** begin Provided text **

Three-Way Matching to the Rescue
The same goes for financial information contained in invoices. A stressed and overworked AP team might not immediately notice that a trusted vendor’s most recent invoice suddenly contains new bank account information and send it through for payment. However, an automated AP system will quickly and easily pick up on the difference, flag it as an outlier, and route them to a designated specialist’s attention.
Three-way matching will also catch duplicates, whether they are accidental or intentional. A supplier who’s facing a cash crunch might have submitted an invoice twice in order to get paid faster as the due date is approaching, they might even have slightly different numbers, which has the potential to slip through. AP automation, again, is purpose-built to find those needles in the haystack without human intervention.
Why You Have an Obligation to Set AP Roles and Permissions
Automation doesn't determine everything - for lack of a better word - automatically. Clearly drawn rules and permissions are equally important in maintaining a strong AP internal controls process. They come into play once an invoice or document is run through modern technology such as Optical Character Recognition (OCR) and Machine Learning (ML) algorithms to capture all relevant data.

** end Provided text **
** begin Listed entries **

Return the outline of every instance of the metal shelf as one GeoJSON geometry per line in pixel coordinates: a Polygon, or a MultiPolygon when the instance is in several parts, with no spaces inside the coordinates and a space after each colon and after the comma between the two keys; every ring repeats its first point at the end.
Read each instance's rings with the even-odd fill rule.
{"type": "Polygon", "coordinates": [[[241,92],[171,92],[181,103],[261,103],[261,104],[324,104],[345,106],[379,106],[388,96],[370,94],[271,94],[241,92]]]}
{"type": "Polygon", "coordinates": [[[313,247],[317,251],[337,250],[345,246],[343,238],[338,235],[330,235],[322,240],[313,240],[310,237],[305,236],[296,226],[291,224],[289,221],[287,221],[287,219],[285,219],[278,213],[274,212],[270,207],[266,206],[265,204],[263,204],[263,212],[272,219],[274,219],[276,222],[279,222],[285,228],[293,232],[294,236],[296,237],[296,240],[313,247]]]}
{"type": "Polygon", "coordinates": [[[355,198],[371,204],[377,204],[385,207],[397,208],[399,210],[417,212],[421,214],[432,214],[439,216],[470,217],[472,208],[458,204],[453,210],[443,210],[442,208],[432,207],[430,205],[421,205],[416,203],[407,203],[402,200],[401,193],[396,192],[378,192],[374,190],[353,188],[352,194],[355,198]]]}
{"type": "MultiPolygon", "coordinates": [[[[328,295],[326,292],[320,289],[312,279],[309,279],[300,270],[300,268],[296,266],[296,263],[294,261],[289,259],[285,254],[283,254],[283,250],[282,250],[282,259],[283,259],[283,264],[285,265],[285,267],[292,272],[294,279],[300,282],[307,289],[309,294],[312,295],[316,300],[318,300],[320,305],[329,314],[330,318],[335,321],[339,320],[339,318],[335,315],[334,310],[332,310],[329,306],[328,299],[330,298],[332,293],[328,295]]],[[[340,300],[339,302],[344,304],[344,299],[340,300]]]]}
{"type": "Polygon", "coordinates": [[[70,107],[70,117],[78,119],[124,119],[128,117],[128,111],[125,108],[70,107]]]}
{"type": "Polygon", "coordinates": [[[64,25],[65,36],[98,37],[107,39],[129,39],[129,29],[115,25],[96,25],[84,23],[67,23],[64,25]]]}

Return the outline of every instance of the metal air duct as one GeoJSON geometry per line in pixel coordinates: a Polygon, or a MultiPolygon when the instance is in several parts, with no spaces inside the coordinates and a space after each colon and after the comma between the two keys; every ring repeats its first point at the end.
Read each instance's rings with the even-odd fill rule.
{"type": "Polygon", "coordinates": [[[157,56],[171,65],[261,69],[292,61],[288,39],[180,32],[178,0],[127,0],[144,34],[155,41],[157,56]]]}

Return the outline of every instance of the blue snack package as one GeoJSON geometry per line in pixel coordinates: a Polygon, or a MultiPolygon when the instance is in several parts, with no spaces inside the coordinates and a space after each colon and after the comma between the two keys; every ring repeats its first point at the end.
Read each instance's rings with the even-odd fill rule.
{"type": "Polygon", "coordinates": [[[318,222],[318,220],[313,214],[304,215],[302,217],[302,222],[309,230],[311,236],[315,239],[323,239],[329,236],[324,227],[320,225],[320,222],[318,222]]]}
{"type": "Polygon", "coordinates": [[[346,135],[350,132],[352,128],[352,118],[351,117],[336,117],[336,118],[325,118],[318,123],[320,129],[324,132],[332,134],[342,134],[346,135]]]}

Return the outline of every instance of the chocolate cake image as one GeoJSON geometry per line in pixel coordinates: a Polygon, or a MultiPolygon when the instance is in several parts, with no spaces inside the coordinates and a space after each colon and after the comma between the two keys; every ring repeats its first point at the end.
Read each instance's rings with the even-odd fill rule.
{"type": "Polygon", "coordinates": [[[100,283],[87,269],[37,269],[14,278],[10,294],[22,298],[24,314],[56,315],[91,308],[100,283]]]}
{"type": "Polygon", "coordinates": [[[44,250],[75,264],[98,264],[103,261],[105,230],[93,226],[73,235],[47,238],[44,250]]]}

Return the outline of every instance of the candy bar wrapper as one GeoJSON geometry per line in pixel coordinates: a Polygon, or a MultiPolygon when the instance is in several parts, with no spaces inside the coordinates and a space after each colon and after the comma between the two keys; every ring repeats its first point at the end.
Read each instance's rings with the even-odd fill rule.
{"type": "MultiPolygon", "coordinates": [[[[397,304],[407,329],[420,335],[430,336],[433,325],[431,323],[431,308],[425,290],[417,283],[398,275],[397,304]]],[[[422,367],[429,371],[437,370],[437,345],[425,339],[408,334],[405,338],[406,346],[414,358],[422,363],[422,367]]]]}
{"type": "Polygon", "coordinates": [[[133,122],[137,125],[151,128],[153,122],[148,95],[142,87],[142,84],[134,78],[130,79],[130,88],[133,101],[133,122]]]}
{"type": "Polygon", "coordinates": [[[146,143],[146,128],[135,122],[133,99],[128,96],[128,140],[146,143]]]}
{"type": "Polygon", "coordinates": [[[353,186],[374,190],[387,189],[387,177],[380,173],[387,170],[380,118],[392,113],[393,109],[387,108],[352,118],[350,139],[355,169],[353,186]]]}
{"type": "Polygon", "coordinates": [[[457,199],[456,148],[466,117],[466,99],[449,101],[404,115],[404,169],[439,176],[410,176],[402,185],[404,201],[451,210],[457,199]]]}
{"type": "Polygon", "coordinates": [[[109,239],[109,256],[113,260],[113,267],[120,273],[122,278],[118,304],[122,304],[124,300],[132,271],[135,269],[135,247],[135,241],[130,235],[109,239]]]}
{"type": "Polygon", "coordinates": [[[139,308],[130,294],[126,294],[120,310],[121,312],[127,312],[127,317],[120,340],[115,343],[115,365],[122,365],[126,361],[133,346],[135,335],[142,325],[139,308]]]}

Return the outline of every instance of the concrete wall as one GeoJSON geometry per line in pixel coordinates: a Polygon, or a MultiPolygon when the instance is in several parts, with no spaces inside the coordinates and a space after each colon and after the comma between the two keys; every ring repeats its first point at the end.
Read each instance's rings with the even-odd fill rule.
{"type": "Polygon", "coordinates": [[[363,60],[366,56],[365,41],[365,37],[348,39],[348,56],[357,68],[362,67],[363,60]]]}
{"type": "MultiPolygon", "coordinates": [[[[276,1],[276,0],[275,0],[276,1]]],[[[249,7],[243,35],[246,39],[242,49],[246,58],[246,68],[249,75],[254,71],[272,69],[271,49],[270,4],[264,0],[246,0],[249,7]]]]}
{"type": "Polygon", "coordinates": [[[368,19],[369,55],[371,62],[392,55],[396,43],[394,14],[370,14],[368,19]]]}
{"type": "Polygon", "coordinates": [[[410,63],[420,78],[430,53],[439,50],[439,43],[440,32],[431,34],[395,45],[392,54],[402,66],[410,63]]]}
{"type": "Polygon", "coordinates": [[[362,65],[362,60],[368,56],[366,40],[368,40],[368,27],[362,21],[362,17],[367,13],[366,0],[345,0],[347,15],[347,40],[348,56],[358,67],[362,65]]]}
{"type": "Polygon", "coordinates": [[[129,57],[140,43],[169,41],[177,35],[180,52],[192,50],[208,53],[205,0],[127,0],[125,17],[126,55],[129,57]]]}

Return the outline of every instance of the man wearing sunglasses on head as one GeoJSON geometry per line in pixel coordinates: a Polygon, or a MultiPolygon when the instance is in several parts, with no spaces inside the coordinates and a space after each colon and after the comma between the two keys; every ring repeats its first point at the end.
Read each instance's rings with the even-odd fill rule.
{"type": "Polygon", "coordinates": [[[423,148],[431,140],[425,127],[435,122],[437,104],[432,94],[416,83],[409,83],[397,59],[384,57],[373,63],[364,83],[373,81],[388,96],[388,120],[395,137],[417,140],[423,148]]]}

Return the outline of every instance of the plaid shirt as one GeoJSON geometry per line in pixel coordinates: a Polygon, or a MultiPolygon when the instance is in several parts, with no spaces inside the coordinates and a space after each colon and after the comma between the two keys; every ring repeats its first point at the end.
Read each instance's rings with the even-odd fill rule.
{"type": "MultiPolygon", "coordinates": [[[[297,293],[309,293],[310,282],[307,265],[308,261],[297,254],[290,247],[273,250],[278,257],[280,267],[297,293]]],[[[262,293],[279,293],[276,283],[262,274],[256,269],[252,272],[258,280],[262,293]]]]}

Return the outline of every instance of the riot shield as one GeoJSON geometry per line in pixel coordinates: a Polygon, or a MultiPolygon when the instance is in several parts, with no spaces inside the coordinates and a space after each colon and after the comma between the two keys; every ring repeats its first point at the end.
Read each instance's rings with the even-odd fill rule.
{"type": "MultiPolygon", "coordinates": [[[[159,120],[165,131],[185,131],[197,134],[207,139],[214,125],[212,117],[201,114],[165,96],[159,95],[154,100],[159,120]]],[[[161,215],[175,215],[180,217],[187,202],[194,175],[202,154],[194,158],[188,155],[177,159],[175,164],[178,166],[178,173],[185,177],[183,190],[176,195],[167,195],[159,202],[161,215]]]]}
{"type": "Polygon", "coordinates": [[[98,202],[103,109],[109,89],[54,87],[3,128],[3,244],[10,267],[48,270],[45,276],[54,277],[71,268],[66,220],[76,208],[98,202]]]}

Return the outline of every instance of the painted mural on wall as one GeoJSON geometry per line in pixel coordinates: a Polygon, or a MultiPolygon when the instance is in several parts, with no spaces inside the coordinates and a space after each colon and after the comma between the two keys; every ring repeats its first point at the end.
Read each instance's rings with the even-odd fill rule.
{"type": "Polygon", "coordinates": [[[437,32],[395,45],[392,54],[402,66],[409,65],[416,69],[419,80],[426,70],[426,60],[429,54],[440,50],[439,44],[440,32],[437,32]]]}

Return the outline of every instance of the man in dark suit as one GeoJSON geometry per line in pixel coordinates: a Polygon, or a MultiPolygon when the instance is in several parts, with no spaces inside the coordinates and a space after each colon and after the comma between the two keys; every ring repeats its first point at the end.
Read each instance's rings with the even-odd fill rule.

** end Listed entries **
** begin Listed entries **

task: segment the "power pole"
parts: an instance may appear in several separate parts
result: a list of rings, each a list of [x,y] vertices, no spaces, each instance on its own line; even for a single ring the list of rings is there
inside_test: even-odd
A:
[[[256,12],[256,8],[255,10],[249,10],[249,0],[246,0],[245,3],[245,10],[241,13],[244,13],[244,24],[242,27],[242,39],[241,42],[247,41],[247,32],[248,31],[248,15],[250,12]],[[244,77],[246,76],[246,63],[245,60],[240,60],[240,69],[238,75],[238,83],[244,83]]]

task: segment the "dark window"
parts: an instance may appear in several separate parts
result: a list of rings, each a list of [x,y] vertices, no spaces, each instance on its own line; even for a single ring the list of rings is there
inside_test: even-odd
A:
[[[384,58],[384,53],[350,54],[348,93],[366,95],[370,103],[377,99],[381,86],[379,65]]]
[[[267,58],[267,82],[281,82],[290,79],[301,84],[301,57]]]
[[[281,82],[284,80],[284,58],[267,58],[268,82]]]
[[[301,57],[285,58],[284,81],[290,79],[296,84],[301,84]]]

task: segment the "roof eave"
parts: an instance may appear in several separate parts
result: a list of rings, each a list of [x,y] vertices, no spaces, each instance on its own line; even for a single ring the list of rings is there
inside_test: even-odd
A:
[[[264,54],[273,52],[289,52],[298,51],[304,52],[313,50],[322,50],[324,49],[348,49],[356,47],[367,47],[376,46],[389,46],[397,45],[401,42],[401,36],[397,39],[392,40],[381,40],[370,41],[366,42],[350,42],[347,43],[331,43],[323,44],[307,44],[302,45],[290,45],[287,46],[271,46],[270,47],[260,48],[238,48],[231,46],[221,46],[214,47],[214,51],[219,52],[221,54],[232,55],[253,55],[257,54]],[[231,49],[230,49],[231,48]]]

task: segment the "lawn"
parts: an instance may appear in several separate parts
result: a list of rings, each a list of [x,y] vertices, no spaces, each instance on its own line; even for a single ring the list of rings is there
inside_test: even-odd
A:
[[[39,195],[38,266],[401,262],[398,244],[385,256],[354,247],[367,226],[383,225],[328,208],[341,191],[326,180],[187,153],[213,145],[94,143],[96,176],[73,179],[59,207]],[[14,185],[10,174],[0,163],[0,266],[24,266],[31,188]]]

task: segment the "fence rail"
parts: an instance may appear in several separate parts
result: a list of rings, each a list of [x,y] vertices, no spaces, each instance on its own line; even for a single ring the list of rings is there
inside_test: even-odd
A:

** end Listed entries **

- **Directive 1**
Which two technologies does the accounts payable text name for capturing relevant data from an invoice or document?
- **Directive 2**
Extract a passage from the accounts payable text, beginning at the words "Why You Have" and stopping after "all relevant data.".
- **Directive 3**
Extend the text on accounts payable roles and automation, picking up right after its last sentence.
These lines have no connection to the accounts payable text.

- **Result 1**
Optical Character Recognition (OCR) and Machine Learning (ML) algorithms.

- **Result 2**
Why You Have an Obligation to Set AP Roles and Permissions
Automation doesn't determine everything - for lack of a better word - automatically. Clearly drawn rules and permissions are equally important in maintaining a strong AP internal controls process. They come into play once an invoice or document is run through modern technology such as Optical Character Recognition (OCR) and Machine Learning (ML) algorithms to capture all relevant data.

- **Result 3**
For example, who in your organization has the right to view, edit, and approve invoices? An intelligent platform allows you to define the team’s individual roles (and the permissions that go with them) according to what best fits your operations. Here are seven good additional questions to consider when creating the workflow process rules and permissions:
- Should invoices above a certain amount be routed only to a senior team member?
- Do you regularly review and update the vendor master list and who has access to make changes to it?
- Should new vendors undergo a special screening before the first payment goes out
- Who reviews an invoice when three-way matching discovers inconsistencies?
- What’s the procedure for exceptions due to missing or bad data on an invoice?
- Do you want to tie up valuable time with checking recurring invoices from a long-standing supplier that arrive every few weeks? Or route them straight through the process?
- Finally, who on your team should have overall control? Somebody able to open all or certain invoices, including older ones that are securely archived in the cloud?
Those workflow rules are easily set up and can be quickly changed as the situation merits. How about an AP clerk who is out sick for a longer period of time and colleagues have to pick up the slack? Or even one that is suddenly out of the office and unable to call in? A good system will notify you of their absence rather than let things just pile up. Visibility counts, not only to avoid a backlog of unprocessed invoices that can lead to late payments, but also to make sure those documents are routed to the right person and not haphazardly spread around the team.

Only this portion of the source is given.